Recast all the rows below as a Markdown table with the columns "No." and "Line", numbering each row in order and skipping blank lines. Leave the pictures out of the table.
________________________
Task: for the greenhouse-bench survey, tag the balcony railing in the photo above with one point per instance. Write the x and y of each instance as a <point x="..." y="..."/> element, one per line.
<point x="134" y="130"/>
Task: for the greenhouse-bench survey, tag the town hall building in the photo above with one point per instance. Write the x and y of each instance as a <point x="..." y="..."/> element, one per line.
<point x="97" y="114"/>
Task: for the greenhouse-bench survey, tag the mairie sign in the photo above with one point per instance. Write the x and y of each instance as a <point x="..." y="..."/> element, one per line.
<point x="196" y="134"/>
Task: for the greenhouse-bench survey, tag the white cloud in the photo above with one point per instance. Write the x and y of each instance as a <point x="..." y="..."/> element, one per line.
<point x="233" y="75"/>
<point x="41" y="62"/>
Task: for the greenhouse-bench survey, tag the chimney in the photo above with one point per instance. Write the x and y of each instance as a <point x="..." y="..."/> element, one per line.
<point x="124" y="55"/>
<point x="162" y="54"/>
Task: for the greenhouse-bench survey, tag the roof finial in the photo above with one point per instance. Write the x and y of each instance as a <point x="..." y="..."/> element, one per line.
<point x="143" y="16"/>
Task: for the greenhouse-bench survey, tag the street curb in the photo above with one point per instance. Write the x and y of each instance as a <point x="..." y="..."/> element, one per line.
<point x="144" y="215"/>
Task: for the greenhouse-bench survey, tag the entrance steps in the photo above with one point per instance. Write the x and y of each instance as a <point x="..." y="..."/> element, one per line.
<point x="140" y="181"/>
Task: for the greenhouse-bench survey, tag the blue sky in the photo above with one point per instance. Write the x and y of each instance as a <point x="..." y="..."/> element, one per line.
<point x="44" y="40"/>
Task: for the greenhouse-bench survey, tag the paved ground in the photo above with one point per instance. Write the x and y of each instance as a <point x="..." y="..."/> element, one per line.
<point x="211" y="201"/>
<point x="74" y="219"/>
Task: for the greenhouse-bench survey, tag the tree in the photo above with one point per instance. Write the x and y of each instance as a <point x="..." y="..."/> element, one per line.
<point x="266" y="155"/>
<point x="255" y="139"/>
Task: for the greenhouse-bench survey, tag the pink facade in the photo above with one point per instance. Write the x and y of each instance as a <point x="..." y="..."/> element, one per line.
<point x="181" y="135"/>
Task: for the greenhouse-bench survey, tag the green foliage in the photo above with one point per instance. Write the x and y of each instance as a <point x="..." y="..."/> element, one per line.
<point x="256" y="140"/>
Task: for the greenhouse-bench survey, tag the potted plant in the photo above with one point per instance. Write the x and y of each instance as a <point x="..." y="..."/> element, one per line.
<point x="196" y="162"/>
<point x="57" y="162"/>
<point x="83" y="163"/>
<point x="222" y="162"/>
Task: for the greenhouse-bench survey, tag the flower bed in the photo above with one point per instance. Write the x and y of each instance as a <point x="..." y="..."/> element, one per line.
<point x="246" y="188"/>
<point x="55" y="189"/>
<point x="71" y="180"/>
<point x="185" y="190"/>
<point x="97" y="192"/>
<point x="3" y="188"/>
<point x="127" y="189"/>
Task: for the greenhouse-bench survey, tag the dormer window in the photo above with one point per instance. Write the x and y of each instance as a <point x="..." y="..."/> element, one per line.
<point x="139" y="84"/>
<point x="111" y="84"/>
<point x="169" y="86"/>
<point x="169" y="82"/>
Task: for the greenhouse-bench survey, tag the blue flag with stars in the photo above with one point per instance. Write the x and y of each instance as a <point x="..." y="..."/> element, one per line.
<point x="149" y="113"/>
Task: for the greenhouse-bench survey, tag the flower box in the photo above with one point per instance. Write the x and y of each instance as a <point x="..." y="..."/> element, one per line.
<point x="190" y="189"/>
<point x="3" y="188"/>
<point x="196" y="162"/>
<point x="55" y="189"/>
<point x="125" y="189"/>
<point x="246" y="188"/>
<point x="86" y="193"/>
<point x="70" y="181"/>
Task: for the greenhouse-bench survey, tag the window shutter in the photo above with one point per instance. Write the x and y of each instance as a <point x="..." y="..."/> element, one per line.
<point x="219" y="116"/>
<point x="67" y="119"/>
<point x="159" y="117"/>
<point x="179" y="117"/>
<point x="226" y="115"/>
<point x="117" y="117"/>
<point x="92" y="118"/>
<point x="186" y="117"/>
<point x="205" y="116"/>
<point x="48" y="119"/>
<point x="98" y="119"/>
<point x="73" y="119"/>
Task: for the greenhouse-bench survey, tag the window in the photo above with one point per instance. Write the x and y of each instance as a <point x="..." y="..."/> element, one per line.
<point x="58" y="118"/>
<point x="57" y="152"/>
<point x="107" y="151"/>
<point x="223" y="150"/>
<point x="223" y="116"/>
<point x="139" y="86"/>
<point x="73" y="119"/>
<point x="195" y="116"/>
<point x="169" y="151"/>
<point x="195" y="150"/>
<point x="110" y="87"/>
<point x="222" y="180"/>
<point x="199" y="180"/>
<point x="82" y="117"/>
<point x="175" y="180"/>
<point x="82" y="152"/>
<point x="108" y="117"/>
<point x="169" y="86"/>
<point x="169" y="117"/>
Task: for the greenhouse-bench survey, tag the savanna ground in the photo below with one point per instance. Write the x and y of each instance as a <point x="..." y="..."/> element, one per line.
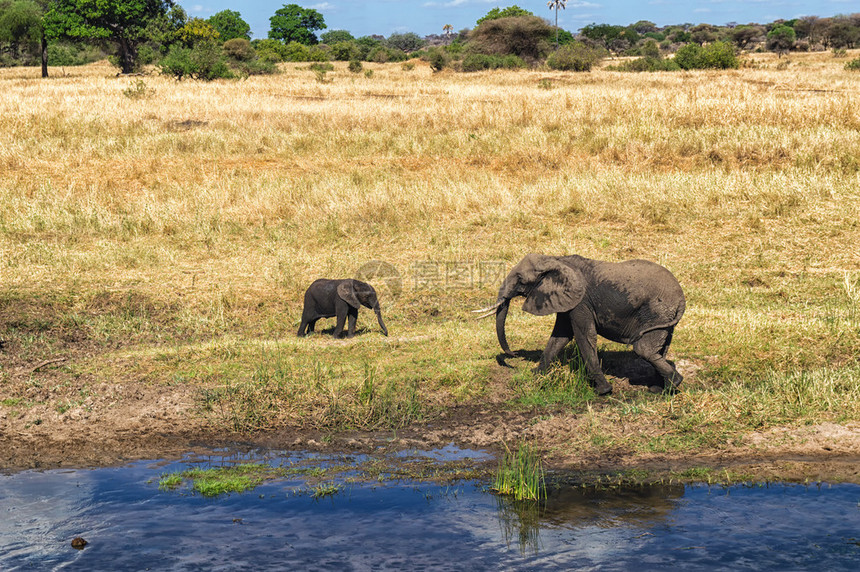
________________________
**Reply:**
| No. | Line |
|---|---|
| 1 | Task: for the greenhouse-bench survey, tag the balcony railing in the photo above with one point per instance. Write the x and y of each instance as a <point x="..." y="..."/> element, one per line. |
| 2 | <point x="134" y="130"/> |
| 3 | Task: for the greenhouse-bench survey, tag the town hall building in the photo above with one point per instance. Write the x and y of each instance as a <point x="..." y="..."/> element, one per line. |
| 4 | <point x="97" y="114"/> |
| 5 | Task: for the greenhouse-bench survey, tag the mairie sign in the photo above with one point per instance. Write the x and y of each instance as a <point x="..." y="..."/> element, one per line. |
| 6 | <point x="196" y="134"/> |
| 7 | Task: for the greenhouse-bench survey, tag the white cloud in the photo above with one point per instance. Write the x and y of each instance as a <point x="..." y="..."/> element, one per line. |
| 8 | <point x="233" y="75"/> |
| 9 | <point x="41" y="62"/> |
| 10 | Task: for the greenhouse-bench survey, tag the chimney in the photo above with one point per instance. Write the x and y of each instance as a <point x="..." y="..."/> element, one per line. |
| 11 | <point x="124" y="55"/> |
| 12 | <point x="162" y="54"/> |
| 13 | Task: for the greenhouse-bench survey, tag the roof finial in the photo above with one point per instance. Write the x and y of each instance as a <point x="..." y="..."/> element, one per line. |
| 14 | <point x="143" y="16"/> |
| 15 | Task: for the greenhouse-bench survey, tag the street curb in the photo above with one point per instance. Write the x and y of each instance as a <point x="..." y="..."/> element, one per line. |
| 16 | <point x="144" y="215"/> |
| 17 | Task: for the greenhouse-bench survey, tag the entrance steps in the photo above with one point per instance. Write the x and y of each instance as a <point x="..." y="..."/> element, one per line. |
| 18 | <point x="140" y="181"/> |
| 19 | Task: for the greenhouse-bench survey, tag the blue sky in the photo above with one point per instance. Write the x and y of each instance as a <point x="..." y="..."/> element, one per line. |
| 20 | <point x="44" y="40"/> |
| 21 | Task: for the greenhouse-bench survey, tag the paved ground in the photo above with one point per instance. Write the x and y of each instance as a <point x="..." y="..."/> element, one per line. |
| 22 | <point x="211" y="201"/> |
| 23 | <point x="74" y="219"/> |
| 24 | Task: for the greenhouse-bench survey, tag the tree in the photo above with one point per instance. Write the x and y of each instance as a <point x="..." y="..."/> element, one per line. |
| 25 | <point x="266" y="155"/> |
| 26 | <point x="255" y="139"/> |
| 27 | Task: for the greenhouse-bench survey, tag the pink facade in the photo above with one point per instance. Write the x and y of each instance as a <point x="..." y="..."/> element, one per line. |
| 28 | <point x="181" y="135"/> |
| 29 | Task: for the greenhouse-bench survey, tag the green foliage in the photo above with one point per instance. Write the x and y of each instance as a <point x="..." y="..."/> element, one per line. |
| 30 | <point x="256" y="140"/> |
| 31 | Task: for the greenhouse-bench survey, tag the potted plant in the photo above with one point per instance. Write the x and y of each instance as a <point x="..." y="..."/> element, one per line. |
| 32 | <point x="196" y="162"/> |
| 33 | <point x="57" y="162"/> |
| 34 | <point x="83" y="163"/> |
| 35 | <point x="222" y="162"/> |
| 36 | Task: for the greenhouse-bench survey, tag the flower bed in the photo above with one point per instance. Write the x and y of each instance as a <point x="..." y="..."/> element, one per line. |
| 37 | <point x="246" y="188"/> |
| 38 | <point x="55" y="189"/> |
| 39 | <point x="71" y="180"/> |
| 40 | <point x="185" y="190"/> |
| 41 | <point x="97" y="192"/> |
| 42 | <point x="3" y="188"/> |
| 43 | <point x="127" y="189"/> |
| 44 | Task: for the greenhouse-bench survey, tag the dormer window in the photo above with one point per instance. Write the x and y of each instance as a <point x="..." y="..."/> element, one per line. |
| 45 | <point x="139" y="84"/> |
| 46 | <point x="111" y="84"/> |
| 47 | <point x="169" y="86"/> |
| 48 | <point x="169" y="82"/> |
| 49 | Task: for the greenhouse-bench survey, tag the blue flag with stars in the photo above with one point per instance. Write the x and y of each instance as a <point x="..." y="..."/> element, one per line. |
| 50 | <point x="149" y="113"/> |
| 51 | Task: for the greenhouse-bench survey, tag the flower box in the photo above with one point per instance. Write the x and y of each instance as a <point x="..." y="..."/> element, one per line. |
| 52 | <point x="190" y="189"/> |
| 53 | <point x="3" y="188"/> |
| 54 | <point x="196" y="162"/> |
| 55 | <point x="55" y="189"/> |
| 56 | <point x="125" y="189"/> |
| 57 | <point x="246" y="188"/> |
| 58 | <point x="86" y="193"/> |
| 59 | <point x="70" y="181"/> |
| 60 | Task: for the greenhouse-bench survey, tag the window shutter in the photo above with one point per instance. Write the x and y of each instance as a <point x="..." y="..."/> element, one per line. |
| 61 | <point x="219" y="116"/> |
| 62 | <point x="67" y="119"/> |
| 63 | <point x="159" y="117"/> |
| 64 | <point x="179" y="117"/> |
| 65 | <point x="226" y="115"/> |
| 66 | <point x="117" y="117"/> |
| 67 | <point x="92" y="118"/> |
| 68 | <point x="186" y="117"/> |
| 69 | <point x="205" y="116"/> |
| 70 | <point x="48" y="119"/> |
| 71 | <point x="98" y="119"/> |
| 72 | <point x="73" y="119"/> |
| 73 | Task: for the greenhouse-bench survey, tag the window in the photo above with one point per instance. Write the x and y of each instance as a <point x="..." y="..."/> element, one per line. |
| 74 | <point x="58" y="118"/> |
| 75 | <point x="57" y="152"/> |
| 76 | <point x="107" y="151"/> |
| 77 | <point x="223" y="150"/> |
| 78 | <point x="223" y="116"/> |
| 79 | <point x="139" y="86"/> |
| 80 | <point x="73" y="119"/> |
| 81 | <point x="195" y="116"/> |
| 82 | <point x="169" y="151"/> |
| 83 | <point x="195" y="150"/> |
| 84 | <point x="110" y="87"/> |
| 85 | <point x="222" y="180"/> |
| 86 | <point x="199" y="180"/> |
| 87 | <point x="82" y="117"/> |
| 88 | <point x="175" y="180"/> |
| 89 | <point x="82" y="152"/> |
| 90 | <point x="108" y="117"/> |
| 91 | <point x="169" y="86"/> |
| 92 | <point x="169" y="117"/> |
| 93 | Task: for the greenhouse-bench survey, tag the savanna ground in the photo below with one point per instance. Write the x and y of each instance as a <point x="..." y="..."/> element, one per line. |